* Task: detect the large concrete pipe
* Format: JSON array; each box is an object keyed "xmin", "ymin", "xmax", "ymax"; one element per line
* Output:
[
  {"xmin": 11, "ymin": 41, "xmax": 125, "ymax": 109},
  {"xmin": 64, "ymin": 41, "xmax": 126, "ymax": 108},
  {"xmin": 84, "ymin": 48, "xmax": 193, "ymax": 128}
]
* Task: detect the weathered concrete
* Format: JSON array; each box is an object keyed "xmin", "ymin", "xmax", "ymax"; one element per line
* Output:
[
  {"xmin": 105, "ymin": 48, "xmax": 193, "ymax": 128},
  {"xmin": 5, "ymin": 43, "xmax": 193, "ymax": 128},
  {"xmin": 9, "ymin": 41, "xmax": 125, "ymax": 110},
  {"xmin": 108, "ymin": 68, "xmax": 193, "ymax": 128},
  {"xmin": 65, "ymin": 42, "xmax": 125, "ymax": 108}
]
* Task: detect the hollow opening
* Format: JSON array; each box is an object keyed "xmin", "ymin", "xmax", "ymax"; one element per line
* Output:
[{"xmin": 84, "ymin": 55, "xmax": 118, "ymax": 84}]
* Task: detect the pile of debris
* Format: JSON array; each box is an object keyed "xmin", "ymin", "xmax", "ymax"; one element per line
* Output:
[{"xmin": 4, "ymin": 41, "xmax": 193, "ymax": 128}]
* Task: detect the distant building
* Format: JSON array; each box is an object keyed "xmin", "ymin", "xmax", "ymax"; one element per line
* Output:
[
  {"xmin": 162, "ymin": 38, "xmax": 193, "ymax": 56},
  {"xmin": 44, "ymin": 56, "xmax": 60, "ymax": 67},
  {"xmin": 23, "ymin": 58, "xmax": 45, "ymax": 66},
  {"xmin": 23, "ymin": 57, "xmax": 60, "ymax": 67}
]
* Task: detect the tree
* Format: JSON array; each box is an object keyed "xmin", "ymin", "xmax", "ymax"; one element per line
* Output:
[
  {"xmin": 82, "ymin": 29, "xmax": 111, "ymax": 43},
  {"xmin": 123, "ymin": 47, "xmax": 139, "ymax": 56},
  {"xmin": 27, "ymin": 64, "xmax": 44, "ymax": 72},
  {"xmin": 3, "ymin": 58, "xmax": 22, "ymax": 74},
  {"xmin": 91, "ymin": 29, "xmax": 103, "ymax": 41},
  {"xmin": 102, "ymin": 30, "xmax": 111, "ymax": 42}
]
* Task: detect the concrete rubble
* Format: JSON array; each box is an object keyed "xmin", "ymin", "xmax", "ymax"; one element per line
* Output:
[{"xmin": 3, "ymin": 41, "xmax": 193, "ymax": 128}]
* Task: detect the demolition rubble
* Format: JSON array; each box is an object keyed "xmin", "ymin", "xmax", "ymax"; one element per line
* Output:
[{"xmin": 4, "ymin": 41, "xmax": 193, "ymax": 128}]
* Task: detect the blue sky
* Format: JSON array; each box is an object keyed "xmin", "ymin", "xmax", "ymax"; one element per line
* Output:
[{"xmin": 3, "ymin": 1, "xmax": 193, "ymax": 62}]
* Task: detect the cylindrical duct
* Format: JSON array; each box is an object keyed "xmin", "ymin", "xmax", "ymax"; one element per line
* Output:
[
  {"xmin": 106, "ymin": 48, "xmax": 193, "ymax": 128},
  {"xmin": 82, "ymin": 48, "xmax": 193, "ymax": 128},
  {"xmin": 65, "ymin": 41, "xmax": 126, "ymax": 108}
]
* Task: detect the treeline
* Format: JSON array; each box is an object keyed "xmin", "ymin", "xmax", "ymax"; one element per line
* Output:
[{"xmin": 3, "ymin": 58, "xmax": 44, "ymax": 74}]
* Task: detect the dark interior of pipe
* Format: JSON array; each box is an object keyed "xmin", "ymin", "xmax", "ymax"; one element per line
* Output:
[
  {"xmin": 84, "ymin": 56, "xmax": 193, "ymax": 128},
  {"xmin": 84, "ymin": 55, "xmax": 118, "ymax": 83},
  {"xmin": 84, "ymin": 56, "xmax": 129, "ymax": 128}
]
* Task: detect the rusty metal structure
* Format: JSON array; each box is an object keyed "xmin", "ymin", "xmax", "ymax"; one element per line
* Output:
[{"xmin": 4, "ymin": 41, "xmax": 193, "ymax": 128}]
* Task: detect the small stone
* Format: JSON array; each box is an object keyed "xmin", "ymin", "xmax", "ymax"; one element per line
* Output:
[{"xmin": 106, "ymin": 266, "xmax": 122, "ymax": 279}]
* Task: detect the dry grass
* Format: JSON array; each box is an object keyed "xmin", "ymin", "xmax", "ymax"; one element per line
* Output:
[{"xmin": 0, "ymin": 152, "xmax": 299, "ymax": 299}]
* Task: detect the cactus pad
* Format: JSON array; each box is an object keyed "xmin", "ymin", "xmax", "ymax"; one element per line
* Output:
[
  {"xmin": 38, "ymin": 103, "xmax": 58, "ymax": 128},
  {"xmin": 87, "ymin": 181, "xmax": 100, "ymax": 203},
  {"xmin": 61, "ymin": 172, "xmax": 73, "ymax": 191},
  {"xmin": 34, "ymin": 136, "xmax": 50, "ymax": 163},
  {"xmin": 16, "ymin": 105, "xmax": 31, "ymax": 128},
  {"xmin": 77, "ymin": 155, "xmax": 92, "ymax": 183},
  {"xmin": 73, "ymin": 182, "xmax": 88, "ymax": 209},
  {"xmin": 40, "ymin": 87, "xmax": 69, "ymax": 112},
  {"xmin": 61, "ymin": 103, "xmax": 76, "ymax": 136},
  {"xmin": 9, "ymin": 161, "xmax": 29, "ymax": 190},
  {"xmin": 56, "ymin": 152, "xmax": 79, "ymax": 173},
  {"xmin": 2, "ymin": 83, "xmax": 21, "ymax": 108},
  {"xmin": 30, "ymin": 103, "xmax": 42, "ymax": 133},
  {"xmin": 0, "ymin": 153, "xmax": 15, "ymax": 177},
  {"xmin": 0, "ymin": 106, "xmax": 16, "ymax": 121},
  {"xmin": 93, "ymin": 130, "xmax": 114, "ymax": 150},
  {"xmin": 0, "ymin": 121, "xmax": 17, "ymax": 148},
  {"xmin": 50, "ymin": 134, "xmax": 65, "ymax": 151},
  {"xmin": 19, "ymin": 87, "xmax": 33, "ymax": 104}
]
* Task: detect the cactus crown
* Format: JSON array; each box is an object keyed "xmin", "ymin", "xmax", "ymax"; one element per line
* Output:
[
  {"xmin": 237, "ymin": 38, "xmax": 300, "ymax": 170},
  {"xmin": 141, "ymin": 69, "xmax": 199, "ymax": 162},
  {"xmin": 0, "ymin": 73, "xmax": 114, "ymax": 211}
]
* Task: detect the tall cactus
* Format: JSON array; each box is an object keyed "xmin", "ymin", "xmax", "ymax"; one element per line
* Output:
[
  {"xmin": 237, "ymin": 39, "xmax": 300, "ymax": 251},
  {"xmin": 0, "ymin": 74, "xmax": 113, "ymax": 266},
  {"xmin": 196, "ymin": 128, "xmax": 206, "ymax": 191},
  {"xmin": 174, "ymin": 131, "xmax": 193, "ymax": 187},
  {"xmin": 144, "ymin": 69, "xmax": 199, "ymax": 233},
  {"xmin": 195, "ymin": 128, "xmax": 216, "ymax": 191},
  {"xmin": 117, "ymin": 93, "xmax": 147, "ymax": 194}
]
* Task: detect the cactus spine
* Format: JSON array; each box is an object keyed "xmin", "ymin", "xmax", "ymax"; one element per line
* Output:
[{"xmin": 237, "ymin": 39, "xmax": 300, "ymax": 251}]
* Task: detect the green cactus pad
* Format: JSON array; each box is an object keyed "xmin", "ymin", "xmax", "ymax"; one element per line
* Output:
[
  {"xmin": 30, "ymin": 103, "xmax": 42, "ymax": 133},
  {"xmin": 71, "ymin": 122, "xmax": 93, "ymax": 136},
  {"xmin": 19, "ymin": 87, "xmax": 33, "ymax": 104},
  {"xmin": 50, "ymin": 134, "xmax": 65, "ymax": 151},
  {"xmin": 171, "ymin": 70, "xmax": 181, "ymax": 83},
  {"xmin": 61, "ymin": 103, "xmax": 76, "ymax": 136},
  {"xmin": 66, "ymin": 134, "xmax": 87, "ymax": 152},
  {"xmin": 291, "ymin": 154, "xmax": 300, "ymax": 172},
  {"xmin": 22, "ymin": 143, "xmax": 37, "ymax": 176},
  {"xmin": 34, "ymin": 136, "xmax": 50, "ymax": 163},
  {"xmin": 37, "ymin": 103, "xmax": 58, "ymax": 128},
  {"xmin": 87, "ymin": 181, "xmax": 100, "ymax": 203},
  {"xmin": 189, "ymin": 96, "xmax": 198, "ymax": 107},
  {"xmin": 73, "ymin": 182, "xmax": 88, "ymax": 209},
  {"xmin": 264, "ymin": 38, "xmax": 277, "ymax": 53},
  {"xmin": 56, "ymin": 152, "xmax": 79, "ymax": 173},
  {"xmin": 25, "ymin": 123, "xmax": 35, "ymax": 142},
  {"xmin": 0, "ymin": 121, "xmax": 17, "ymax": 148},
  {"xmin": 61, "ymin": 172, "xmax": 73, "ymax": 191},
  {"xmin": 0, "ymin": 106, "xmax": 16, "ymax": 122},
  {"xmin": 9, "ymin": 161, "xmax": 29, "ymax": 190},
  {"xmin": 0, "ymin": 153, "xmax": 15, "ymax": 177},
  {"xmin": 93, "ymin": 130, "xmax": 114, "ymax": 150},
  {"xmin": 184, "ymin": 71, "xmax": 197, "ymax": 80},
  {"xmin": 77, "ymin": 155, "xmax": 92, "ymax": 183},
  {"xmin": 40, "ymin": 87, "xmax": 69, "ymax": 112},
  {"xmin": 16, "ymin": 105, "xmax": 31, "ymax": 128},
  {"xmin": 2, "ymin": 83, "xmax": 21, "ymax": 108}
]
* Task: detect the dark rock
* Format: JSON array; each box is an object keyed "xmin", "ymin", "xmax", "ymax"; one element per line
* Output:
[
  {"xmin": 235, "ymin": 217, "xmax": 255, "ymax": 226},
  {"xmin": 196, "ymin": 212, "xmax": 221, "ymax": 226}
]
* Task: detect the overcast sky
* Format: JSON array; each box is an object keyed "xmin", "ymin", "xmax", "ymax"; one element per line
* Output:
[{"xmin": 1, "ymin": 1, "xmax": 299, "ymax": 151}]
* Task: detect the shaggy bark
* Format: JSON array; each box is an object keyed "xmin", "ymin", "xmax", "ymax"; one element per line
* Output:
· · ·
◆ Exercise brief
Count the lines in the entries above that hold the string "pipe", and give that count without any other text.

◆ Response to the task
2